● EXCERPT
_ _ _
When Uganda’s file went missing in heaven

Prof Timothy Wangusa

What you need to know:

‘‘Preceding ‘the brave 1970s’, the ‘arrogant 1960s’ had betrayed us” 

It was the worst of times. It was the hardest of times. It was the most nightmarish of times. Common sense, logic, and rationality were at a loss. As a coping mechanism, therefore, we baffled inhabitants of the bleeding soil who were still surviving, instinctively coined – with due sardonic humour – the startling concept that our country’s ‘file had gone missing in heaven’.

And the times were none other than Uganda’s ‘brave 1970s’, headed by an extraordinary Field Marshal Life President. It was the unique decade of the first gun-wielding capture of state power, and the establishment of the pioneering military ruling dynasty - in the land at the continent’s heart renowned for its luxuriant and multi-colour vegetation and infinite animal variety atop underground mineral wonders.
_ _ _
● DATA SEGMENT

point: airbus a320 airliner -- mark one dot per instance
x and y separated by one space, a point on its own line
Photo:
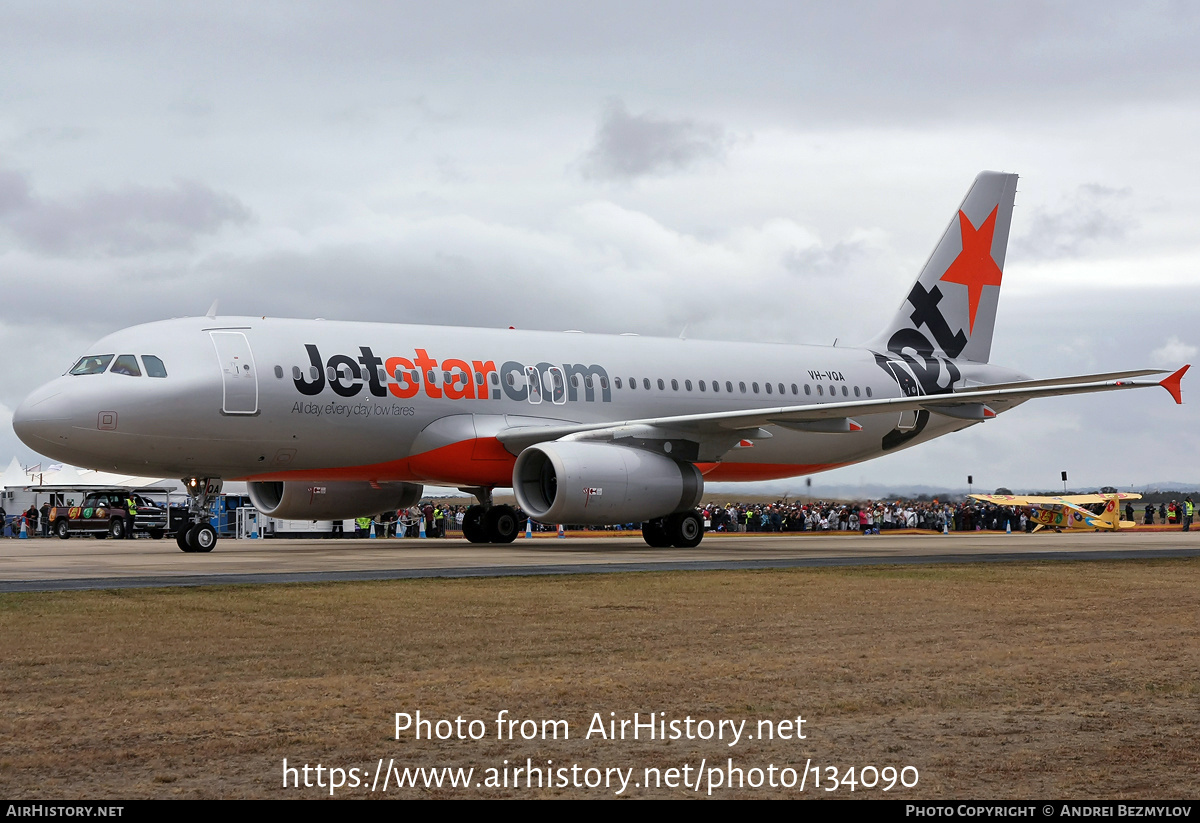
335 420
_ _ _
● INSTRUCTIONS FOR THE TASK
Carry on writing the essay about Uganda's "brave 1970s" from the point where it stops. The material above is separate from the essay about Uganda in the 1970s.

● WRITTEN ANSWER
Preceding ‘the brave 1970s’, the ‘arrogant 1960s’ had betrayed us. Between them, Prime Minister Obote I and President Kabaka Muteesa II, diplomacy and statesmanship  had in 1966 irretrievably broken down – with Mengo Palace going up in horrific flames, ‘desecration of a kingdom’, the Kabaka’s fugitive fleeing of the country, and his lonely death in exile in 1969. 

Like ‘the kicks of a dying bull’ were Obote I’s desperate ‘Pigeon Hole’ Constitution of 1967;  his ‘Common Man’s Charter’ of 1969, championing ‘the man who eats from the sweat of his brow’; his ‘Nakivubo Pronouncements‘ of 1970’, with their stress on ‘ the Move to the (Socialist) Left’, which outlined increased nationalisation of major industries; and his placing of Brigadier Idi Amin under house arrest on suspicion of his involvement in looting gold and ivory from neighbouring Congo, and of killing fellow Brigadier Okoya of Gulu.  

And like a vengeance, Idi Amin, an Al Hajj, stormed Uganda’s political stage: on the special day dedicated to St Paul (the lead Apostle to us the Gentiles) in the Christian calendar, January 25 – while God presumably looked on!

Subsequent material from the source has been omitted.